— Begin Provided information —

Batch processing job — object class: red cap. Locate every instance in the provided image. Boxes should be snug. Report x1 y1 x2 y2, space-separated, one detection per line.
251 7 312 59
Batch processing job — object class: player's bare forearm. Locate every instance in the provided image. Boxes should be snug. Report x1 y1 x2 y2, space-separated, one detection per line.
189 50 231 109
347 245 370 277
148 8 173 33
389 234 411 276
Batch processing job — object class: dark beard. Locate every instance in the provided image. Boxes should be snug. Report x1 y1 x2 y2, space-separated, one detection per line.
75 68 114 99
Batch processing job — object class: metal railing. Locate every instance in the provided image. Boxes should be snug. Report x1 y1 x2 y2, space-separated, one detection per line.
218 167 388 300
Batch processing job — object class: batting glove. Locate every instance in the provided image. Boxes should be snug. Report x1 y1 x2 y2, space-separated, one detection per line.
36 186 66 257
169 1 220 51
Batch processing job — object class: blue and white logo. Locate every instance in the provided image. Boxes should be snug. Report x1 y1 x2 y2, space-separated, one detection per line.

— End Provided information —

= Exercise requirements =
Copy out all of the material above word for word, keeping every line as it is.

= Answer for this exercise =
Batch processing job — object class: red cap. Locate every instance in the provided image. Boxes should be snug. Report x1 y1 x2 y2, space-separated, one detection per line.
251 7 312 59
Batch processing job — object class: player's bare forearm. Locate every instance in the provided image. Boxes should be snug. Report x1 y1 x2 y2, space-separated, one detection per line.
189 50 231 109
347 245 370 277
148 8 173 33
389 234 411 276
Batch processing job — object class: dark beard. Locate every instance in the provided image. Boxes should be snug. Report x1 y1 x2 y2, space-separated, one detection per line.
75 68 114 99
Batch processing job — object class: metal railing. Locate every instance in the provided image. Boxes should be snug. Report x1 y1 x2 y2, space-separated, one detection per line.
218 167 388 300
Batch processing job — object class: batting glove. Locate every instance in the provided image. Boxes should be snug. Report x1 y1 x2 y2, space-separated, one detection per line.
36 186 66 257
169 1 220 51
Batch processing job — object class: blue and white logo. Locate every instance in the provided image. Boxes should be snug. Report x1 y1 x2 y2, space-separated, one detection per line.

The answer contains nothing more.